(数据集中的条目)
•••••

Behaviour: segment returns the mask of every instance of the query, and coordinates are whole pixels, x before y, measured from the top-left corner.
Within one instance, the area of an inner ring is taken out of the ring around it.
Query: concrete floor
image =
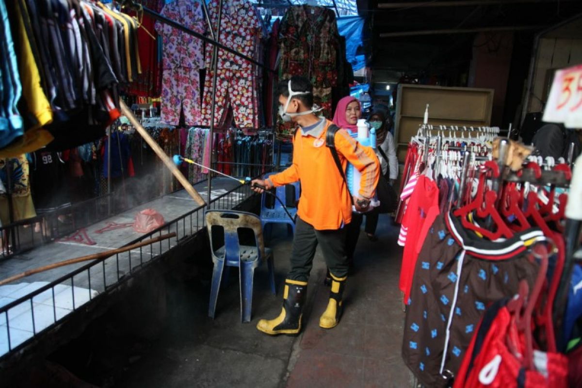
[[[218,296],[215,319],[207,317],[210,284],[186,287],[169,301],[170,323],[116,386],[407,387],[412,376],[400,357],[404,314],[398,290],[402,248],[398,229],[380,218],[377,242],[363,232],[356,273],[345,293],[345,311],[331,330],[318,327],[327,304],[325,265],[318,250],[310,280],[302,333],[271,337],[255,328],[281,311],[292,238],[274,230],[278,295],[268,289],[266,264],[255,275],[253,318],[240,323],[237,274]]]

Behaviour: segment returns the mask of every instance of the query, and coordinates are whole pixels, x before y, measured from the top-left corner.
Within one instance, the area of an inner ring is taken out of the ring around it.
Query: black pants
[[[291,254],[291,270],[287,278],[300,282],[307,281],[313,267],[313,257],[318,244],[321,246],[325,264],[333,276],[343,277],[347,275],[346,232],[346,227],[316,230],[313,226],[297,217]]]
[[[360,237],[360,229],[361,227],[364,216],[365,216],[365,233],[374,234],[378,226],[378,218],[379,216],[378,208],[375,208],[365,214],[352,213],[352,222],[347,227],[347,236],[346,236],[346,253],[349,261],[354,259],[356,245]]]

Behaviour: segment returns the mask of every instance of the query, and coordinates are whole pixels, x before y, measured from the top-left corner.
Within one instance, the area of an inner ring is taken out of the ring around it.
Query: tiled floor
[[[356,272],[348,280],[345,312],[339,325],[321,329],[328,289],[318,250],[308,286],[304,328],[297,337],[270,337],[255,328],[260,318],[281,311],[289,269],[291,238],[274,231],[277,296],[269,292],[266,265],[255,275],[252,321],[240,323],[237,276],[221,290],[215,319],[207,317],[207,286],[184,296],[166,334],[116,386],[410,387],[411,375],[400,357],[404,314],[398,278],[402,248],[398,229],[381,217],[371,242],[363,232]],[[182,307],[183,306],[183,307]]]
[[[214,190],[211,195],[213,199],[237,186],[236,182],[223,178],[217,178],[212,181]],[[207,196],[205,183],[196,185],[196,188],[203,198],[205,198]],[[229,203],[232,205],[236,205],[244,199],[242,193],[235,192],[229,194],[229,197],[232,200],[232,202]],[[219,200],[217,202],[217,205],[222,208],[226,207],[226,201],[222,200]],[[164,196],[86,228],[88,236],[95,243],[94,245],[60,239],[0,262],[0,279],[31,268],[115,249],[126,244],[139,237],[142,233],[136,232],[130,227],[105,233],[98,233],[97,231],[109,222],[132,223],[135,215],[143,209],[153,208],[158,211],[167,222],[197,207],[198,205],[184,190]],[[178,237],[181,238],[185,234],[195,233],[203,227],[203,212],[194,213],[193,216],[194,221],[190,219],[175,224],[172,226],[171,231],[177,232]],[[139,265],[142,260],[148,261],[176,245],[176,240],[177,238],[174,238],[164,241],[163,245],[162,243],[151,244],[143,249],[136,249],[113,256],[105,260],[102,265],[100,264],[91,267],[90,270],[76,275],[72,281],[69,279],[65,280],[65,284],[58,284],[54,289],[54,294],[53,289],[47,290],[36,296],[32,303],[29,300],[10,308],[8,314],[4,312],[0,313],[0,356],[8,352],[9,348],[13,348],[31,337],[34,333],[47,328],[88,302],[97,293],[102,292],[106,284],[109,286],[118,281],[121,276]],[[40,272],[26,277],[20,281],[23,282],[22,283],[0,286],[0,308],[70,273],[86,263],[81,262]],[[68,284],[66,284],[67,283]]]
[[[0,307],[48,284],[48,282],[35,282],[0,286]],[[54,292],[53,296],[52,290],[47,290],[35,297],[32,303],[30,300],[23,302],[9,309],[8,316],[2,315],[0,356],[73,311],[73,304],[77,308],[97,294],[94,290],[64,284],[55,287]]]

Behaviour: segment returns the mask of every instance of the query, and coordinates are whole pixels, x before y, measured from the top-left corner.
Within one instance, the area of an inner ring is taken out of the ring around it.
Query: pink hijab
[[[360,106],[360,108],[361,109],[360,101],[356,97],[349,95],[339,100],[339,102],[338,103],[338,106],[335,108],[335,114],[333,115],[333,123],[340,128],[347,129],[350,132],[354,132],[358,130],[357,125],[352,125],[346,120],[346,111],[347,110],[347,105],[354,101],[357,101],[358,105]]]

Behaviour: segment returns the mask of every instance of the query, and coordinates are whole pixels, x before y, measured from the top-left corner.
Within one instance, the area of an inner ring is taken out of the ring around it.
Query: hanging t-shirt
[[[407,301],[402,357],[419,382],[448,386],[456,375],[487,306],[533,287],[539,265],[528,250],[545,239],[532,228],[491,241],[467,230],[450,213],[428,228]]]
[[[402,220],[407,230],[400,269],[400,289],[408,300],[416,259],[429,227],[439,214],[439,190],[434,181],[424,175],[418,177]]]
[[[103,142],[103,176],[108,177],[108,154],[109,139],[106,138]],[[129,140],[127,135],[118,131],[111,134],[111,177],[118,178],[123,176],[133,176],[132,149],[129,147]]]
[[[61,206],[70,201],[63,190],[65,164],[58,153],[37,151],[30,154],[33,200],[40,211]]]

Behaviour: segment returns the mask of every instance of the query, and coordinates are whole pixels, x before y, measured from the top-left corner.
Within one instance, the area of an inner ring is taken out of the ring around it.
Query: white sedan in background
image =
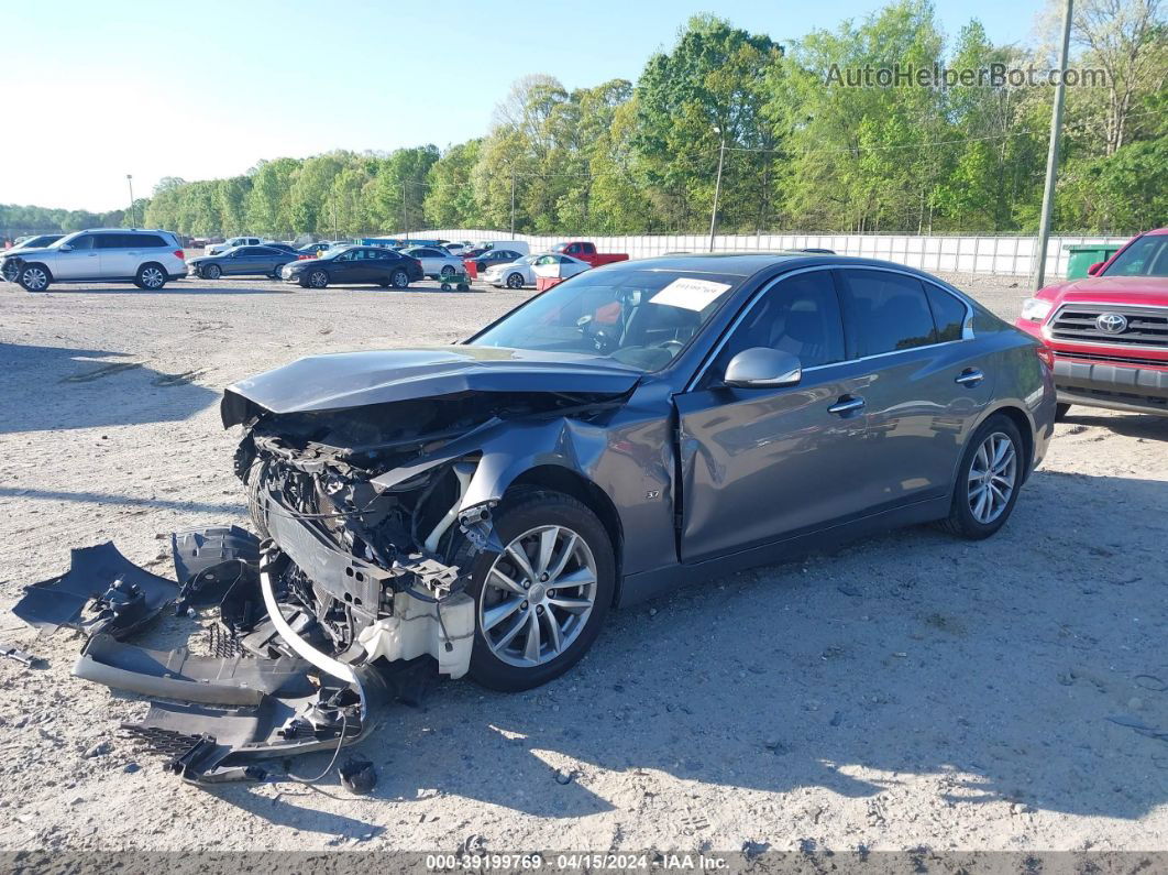
[[[404,255],[422,262],[422,272],[434,279],[449,279],[466,270],[461,258],[442,246],[415,246],[404,250]]]
[[[526,255],[510,264],[495,264],[487,269],[482,279],[495,287],[522,289],[526,285],[535,285],[536,268],[544,268],[545,272],[548,269],[558,269],[558,271],[552,272],[558,272],[562,279],[568,279],[568,277],[583,273],[591,266],[588,262],[572,258],[570,255],[538,252]]]

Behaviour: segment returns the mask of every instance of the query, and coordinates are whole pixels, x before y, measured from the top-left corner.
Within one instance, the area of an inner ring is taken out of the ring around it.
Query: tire
[[[519,571],[508,555],[493,553],[474,554],[468,542],[458,535],[453,564],[471,568],[467,592],[474,598],[474,645],[471,652],[470,675],[478,683],[491,689],[517,692],[547,683],[571,668],[592,646],[605,614],[612,604],[617,583],[617,563],[612,542],[604,525],[584,504],[570,495],[545,489],[524,489],[503,501],[493,521],[500,541],[508,550],[523,550],[529,568],[538,572],[538,547],[544,533],[552,532],[550,561],[547,567],[554,571],[563,560],[558,588],[548,586],[544,579],[530,581]],[[576,536],[576,541],[571,540]],[[572,553],[564,550],[573,544]],[[534,558],[533,558],[534,557]],[[495,569],[506,575],[508,583],[522,586],[512,592],[509,586],[495,576]],[[568,583],[569,578],[585,583]],[[586,583],[591,578],[591,583]],[[489,579],[489,583],[488,583]],[[550,582],[555,582],[555,577]],[[524,585],[526,584],[526,585]],[[566,596],[564,590],[571,590]],[[533,611],[528,593],[536,593],[540,604]],[[551,595],[549,595],[551,593]],[[588,603],[586,610],[583,605]],[[510,610],[506,611],[506,606]],[[491,623],[491,609],[496,609]],[[498,609],[505,609],[500,614]],[[514,626],[517,632],[512,629]],[[538,651],[535,662],[526,662],[523,651],[530,652],[533,639],[530,623],[534,620],[538,634],[534,647]],[[558,630],[561,646],[555,646],[551,625]],[[485,630],[486,627],[486,630]],[[512,638],[503,641],[508,634]],[[526,647],[524,647],[526,645]],[[558,653],[556,651],[558,650]]]
[[[157,292],[166,285],[166,271],[161,264],[148,262],[138,269],[138,276],[134,277],[134,285],[150,292]]]
[[[1009,450],[1003,452],[1010,456],[999,461],[996,450],[1002,446],[1003,439],[1009,443]],[[953,502],[950,515],[941,522],[941,528],[958,537],[980,541],[1006,525],[1006,520],[1014,512],[1014,505],[1017,504],[1018,489],[1026,478],[1027,460],[1023,458],[1023,449],[1017,425],[1008,416],[995,414],[978,426],[961,454],[957,482],[953,485]],[[1000,468],[1000,474],[994,473]],[[979,474],[980,471],[988,473]],[[1003,478],[1007,477],[1011,482],[1002,501]],[[986,498],[982,499],[982,495]]]
[[[22,264],[16,282],[26,292],[43,292],[53,282],[53,276],[43,264]]]

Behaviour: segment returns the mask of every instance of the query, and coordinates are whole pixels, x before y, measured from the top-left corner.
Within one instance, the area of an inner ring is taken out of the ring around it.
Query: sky
[[[973,15],[995,43],[1031,37],[1042,0],[934,0],[950,36]],[[103,211],[162,176],[245,172],[333,148],[445,148],[485,134],[521,76],[568,89],[637,81],[690,15],[784,42],[861,0],[54,0],[11,7],[0,203]],[[13,75],[15,71],[15,75]],[[23,111],[27,102],[27,112]]]

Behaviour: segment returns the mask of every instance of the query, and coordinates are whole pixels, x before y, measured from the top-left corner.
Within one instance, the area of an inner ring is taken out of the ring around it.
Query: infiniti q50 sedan
[[[993,535],[1055,405],[1049,350],[946,283],[753,254],[591,270],[454,346],[300,359],[222,416],[273,640],[341,678],[432,657],[523,689],[614,605],[896,526]]]

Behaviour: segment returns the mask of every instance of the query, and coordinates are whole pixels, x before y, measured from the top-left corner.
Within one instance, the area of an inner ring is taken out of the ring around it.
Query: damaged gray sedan
[[[287,647],[524,689],[613,605],[894,526],[992,535],[1052,432],[1044,353],[898,265],[682,256],[460,345],[301,359],[222,416]]]

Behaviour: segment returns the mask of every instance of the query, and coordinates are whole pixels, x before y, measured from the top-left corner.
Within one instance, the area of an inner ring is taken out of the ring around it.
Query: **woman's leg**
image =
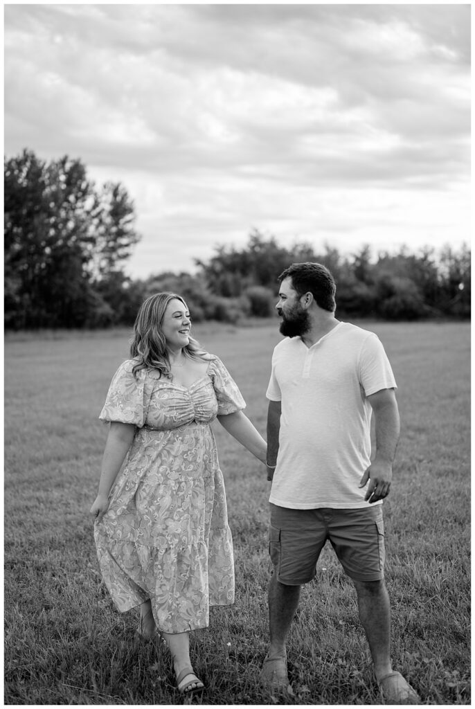
[[[179,632],[172,635],[162,632],[168,649],[173,658],[173,667],[177,676],[185,667],[190,667],[190,634],[189,632]]]
[[[173,657],[173,667],[177,675],[178,688],[184,691],[186,694],[195,690],[201,691],[203,688],[203,682],[191,669],[189,632],[179,632],[173,635],[168,632],[162,632],[162,635]],[[182,675],[181,678],[180,675]]]
[[[150,598],[140,605],[140,623],[138,633],[145,639],[152,639],[157,633],[157,626],[153,619],[152,603]]]

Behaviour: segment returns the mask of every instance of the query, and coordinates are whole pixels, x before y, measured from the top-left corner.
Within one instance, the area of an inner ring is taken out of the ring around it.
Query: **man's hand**
[[[358,487],[364,487],[369,480],[364,499],[367,502],[372,503],[387,497],[392,479],[392,464],[375,460],[363,475]]]
[[[276,467],[275,465],[273,466],[267,465],[267,480],[272,480],[272,479],[274,478],[274,473],[275,471]]]

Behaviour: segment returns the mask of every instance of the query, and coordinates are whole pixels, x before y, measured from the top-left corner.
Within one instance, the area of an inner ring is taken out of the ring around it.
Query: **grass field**
[[[363,324],[385,345],[402,431],[384,503],[392,656],[427,704],[470,703],[470,358],[466,323]],[[278,322],[206,324],[264,434]],[[179,704],[161,643],[136,640],[98,571],[89,509],[106,428],[97,420],[129,333],[15,335],[5,342],[6,704]],[[304,587],[289,642],[294,694],[262,692],[268,639],[269,483],[215,427],[228,494],[236,602],[194,635],[204,705],[379,704],[355,596],[331,548]]]

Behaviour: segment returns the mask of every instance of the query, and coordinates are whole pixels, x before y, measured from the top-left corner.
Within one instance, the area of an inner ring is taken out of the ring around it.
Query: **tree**
[[[124,189],[98,194],[80,160],[23,150],[5,161],[4,203],[6,325],[81,327],[97,308],[104,320],[97,284],[138,240]]]

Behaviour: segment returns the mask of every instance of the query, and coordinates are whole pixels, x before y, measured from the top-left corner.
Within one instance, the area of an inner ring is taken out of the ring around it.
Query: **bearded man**
[[[335,281],[317,263],[279,277],[282,340],[267,397],[270,646],[261,679],[289,686],[286,642],[301,586],[329,540],[354,584],[376,680],[388,703],[419,697],[390,659],[391,611],[384,580],[382,501],[399,437],[396,381],[373,333],[335,316]],[[370,425],[374,419],[376,450]]]

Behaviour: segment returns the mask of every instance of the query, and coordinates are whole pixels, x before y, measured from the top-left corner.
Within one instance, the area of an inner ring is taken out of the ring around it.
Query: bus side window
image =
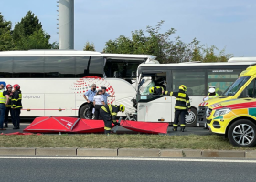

•••••

= 简短题目 =
请找出上面条目中含有字符串“sedan”的每一行，并将这些行原样抄录下来，匹配时区分大小写。

= 正确答案 =
Query: white sedan in background
Query: infiniti q50 sedan
Query: damaged gray sedan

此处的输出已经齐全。